§ **DIRECTIONS**: Give back, character for character, the line that includes "window in this photo, one line per instance." and all lines beneath it in the data.

*** PROVIDED RECORDS ***

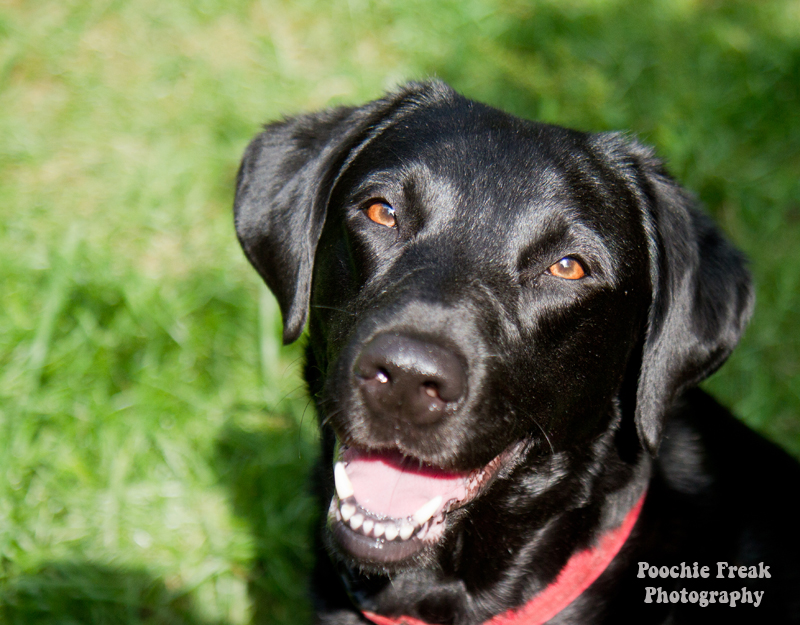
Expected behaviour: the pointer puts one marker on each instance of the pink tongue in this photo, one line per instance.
(391, 485)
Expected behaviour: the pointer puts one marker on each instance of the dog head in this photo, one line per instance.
(483, 292)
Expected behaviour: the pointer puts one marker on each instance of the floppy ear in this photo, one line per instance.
(702, 294)
(282, 192)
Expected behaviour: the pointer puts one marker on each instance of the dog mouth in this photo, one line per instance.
(389, 507)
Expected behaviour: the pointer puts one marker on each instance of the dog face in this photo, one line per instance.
(493, 303)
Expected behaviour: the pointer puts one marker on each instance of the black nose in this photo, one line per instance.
(405, 377)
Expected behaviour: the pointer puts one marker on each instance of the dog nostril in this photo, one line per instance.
(431, 389)
(403, 378)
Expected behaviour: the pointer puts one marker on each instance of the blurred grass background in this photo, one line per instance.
(154, 437)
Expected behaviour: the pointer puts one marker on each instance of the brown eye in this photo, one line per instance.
(567, 268)
(381, 213)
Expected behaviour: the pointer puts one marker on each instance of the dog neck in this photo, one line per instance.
(580, 572)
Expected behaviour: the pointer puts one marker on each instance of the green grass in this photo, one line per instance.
(154, 437)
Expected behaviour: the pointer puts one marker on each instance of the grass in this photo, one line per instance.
(154, 437)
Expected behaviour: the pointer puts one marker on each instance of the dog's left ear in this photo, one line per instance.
(702, 292)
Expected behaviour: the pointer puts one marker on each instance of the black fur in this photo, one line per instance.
(588, 384)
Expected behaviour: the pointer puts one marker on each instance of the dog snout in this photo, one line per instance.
(412, 380)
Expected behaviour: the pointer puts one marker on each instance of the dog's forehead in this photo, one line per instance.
(467, 162)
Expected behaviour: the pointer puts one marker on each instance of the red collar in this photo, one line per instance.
(582, 569)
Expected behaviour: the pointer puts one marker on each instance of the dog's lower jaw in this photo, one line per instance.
(462, 563)
(391, 541)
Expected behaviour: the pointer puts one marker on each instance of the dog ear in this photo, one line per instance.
(283, 187)
(702, 293)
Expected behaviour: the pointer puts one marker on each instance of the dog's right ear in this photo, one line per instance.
(283, 187)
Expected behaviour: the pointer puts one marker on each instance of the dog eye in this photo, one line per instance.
(567, 268)
(381, 213)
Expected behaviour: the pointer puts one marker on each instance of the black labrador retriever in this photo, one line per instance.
(507, 320)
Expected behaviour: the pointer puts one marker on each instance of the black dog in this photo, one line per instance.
(506, 323)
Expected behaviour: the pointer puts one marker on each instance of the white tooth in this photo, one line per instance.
(428, 510)
(343, 486)
(348, 510)
(391, 531)
(406, 530)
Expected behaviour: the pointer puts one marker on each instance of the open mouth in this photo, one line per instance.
(388, 507)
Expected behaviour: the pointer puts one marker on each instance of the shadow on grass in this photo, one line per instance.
(267, 473)
(69, 593)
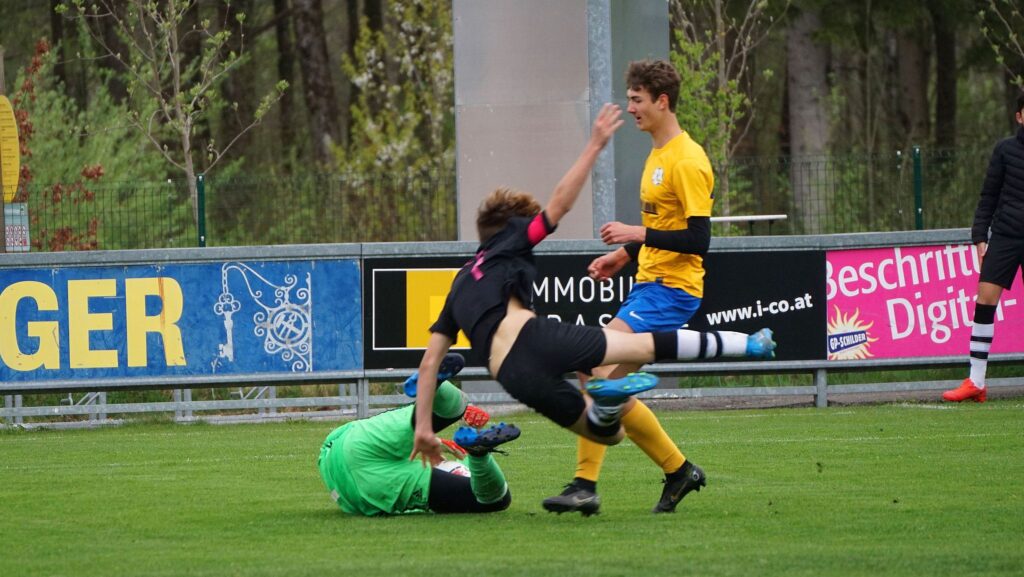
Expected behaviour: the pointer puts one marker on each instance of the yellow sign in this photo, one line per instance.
(9, 152)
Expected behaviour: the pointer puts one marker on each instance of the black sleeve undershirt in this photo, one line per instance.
(695, 239)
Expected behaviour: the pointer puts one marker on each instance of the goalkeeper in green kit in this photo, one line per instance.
(366, 465)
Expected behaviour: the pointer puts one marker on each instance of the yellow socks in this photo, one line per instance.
(645, 431)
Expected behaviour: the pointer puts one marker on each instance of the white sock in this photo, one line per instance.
(981, 342)
(695, 344)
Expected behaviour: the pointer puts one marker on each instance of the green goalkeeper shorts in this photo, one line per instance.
(366, 466)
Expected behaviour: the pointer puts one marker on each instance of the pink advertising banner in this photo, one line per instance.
(911, 301)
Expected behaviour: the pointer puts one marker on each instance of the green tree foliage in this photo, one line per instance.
(401, 149)
(172, 93)
(1001, 24)
(76, 160)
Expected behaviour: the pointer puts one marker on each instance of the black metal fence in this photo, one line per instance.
(894, 192)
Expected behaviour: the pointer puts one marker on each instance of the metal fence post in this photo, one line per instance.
(919, 211)
(201, 202)
(363, 398)
(821, 388)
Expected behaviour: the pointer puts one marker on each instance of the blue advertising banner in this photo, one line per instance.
(782, 290)
(180, 320)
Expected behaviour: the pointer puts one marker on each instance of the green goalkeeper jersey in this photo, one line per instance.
(365, 464)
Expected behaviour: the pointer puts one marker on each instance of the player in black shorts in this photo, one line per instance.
(491, 300)
(1000, 210)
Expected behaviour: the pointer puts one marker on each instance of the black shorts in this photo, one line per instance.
(534, 371)
(1004, 257)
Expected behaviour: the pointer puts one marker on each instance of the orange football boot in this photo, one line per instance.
(966, 392)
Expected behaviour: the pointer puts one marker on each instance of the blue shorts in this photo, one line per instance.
(653, 306)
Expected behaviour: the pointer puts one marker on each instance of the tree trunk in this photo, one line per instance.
(56, 40)
(912, 72)
(318, 90)
(807, 88)
(945, 77)
(238, 88)
(107, 31)
(286, 72)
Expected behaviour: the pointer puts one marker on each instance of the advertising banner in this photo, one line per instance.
(911, 301)
(781, 290)
(202, 319)
(406, 295)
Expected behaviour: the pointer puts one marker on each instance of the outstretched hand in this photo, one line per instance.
(620, 233)
(608, 120)
(606, 265)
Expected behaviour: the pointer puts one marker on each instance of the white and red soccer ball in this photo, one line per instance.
(455, 467)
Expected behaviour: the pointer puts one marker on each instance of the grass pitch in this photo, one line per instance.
(885, 490)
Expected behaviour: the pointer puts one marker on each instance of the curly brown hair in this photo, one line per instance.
(657, 77)
(499, 207)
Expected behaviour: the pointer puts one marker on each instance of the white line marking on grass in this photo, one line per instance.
(764, 441)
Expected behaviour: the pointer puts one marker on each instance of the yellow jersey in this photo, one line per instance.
(677, 183)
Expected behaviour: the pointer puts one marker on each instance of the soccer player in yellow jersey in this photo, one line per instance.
(676, 198)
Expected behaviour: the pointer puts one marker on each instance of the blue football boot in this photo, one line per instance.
(452, 364)
(614, 389)
(761, 345)
(479, 443)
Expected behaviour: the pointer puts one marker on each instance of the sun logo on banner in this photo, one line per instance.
(849, 337)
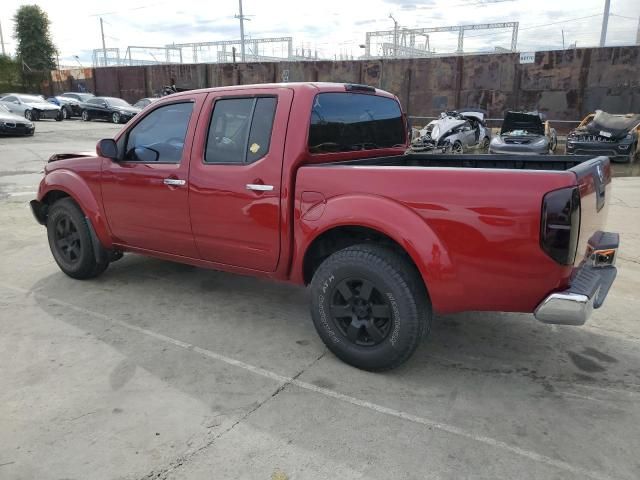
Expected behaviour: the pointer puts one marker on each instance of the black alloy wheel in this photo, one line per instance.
(69, 234)
(67, 239)
(370, 306)
(360, 312)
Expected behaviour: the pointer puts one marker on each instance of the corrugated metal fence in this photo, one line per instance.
(564, 84)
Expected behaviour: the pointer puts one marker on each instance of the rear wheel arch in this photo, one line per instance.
(345, 236)
(394, 225)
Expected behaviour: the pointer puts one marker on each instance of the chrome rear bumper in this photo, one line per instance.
(588, 288)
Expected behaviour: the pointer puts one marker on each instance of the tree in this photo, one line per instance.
(35, 47)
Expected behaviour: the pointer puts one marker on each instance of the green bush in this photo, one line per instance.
(10, 75)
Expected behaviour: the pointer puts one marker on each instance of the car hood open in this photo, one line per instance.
(530, 122)
(617, 126)
(43, 106)
(11, 117)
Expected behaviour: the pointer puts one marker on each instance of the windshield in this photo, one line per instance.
(117, 102)
(32, 99)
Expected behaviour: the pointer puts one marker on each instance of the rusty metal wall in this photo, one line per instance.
(563, 84)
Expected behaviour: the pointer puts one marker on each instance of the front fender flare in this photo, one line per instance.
(76, 187)
(396, 221)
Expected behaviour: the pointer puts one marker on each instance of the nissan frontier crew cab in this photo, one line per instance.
(309, 183)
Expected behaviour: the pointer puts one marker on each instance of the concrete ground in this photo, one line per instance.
(158, 370)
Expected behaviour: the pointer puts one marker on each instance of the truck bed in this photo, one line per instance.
(510, 162)
(478, 219)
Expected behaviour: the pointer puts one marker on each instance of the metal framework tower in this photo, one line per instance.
(401, 48)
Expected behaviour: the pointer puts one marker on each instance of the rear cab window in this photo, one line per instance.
(346, 122)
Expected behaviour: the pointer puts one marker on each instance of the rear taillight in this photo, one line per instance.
(560, 224)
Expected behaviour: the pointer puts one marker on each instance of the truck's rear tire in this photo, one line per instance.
(70, 241)
(369, 306)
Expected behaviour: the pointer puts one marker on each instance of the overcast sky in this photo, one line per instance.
(333, 27)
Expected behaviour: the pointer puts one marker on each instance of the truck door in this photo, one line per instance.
(235, 177)
(145, 194)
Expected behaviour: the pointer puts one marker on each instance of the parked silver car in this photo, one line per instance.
(31, 107)
(12, 124)
(454, 132)
(526, 133)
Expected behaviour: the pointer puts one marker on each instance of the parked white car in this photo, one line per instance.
(454, 132)
(31, 107)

***

§ **SOLUTION FOR THIS EXERCISE**:
Expected behaviour: the pointer puts one marker on each instance of the rear cab window in this photo, one line per instance.
(346, 122)
Expected behaviour: the pointer puts one marker on each instance of the rear taillight in this photo, one line per instance.
(560, 224)
Expected behaviour: the pointer puts one marker on each instance of the truck's rear tire in this photo, one line per instance.
(70, 241)
(369, 306)
Expected behaviour: the pointer puts one marker on each instance of the overcast sky in this photo, one line per instance.
(333, 27)
Expected behaviour: the pointer puts one marker on each instance of the truck door in this photo, one line per instance.
(235, 177)
(145, 194)
Expected behaviour: the pointer puts one marker on each instance of the parked silver car in this photo, one line per instance.
(31, 107)
(12, 124)
(454, 132)
(526, 133)
Expected behaviour: the pointer puts one marker on each instance of the parked white car in this photo, one line per instance.
(454, 132)
(31, 107)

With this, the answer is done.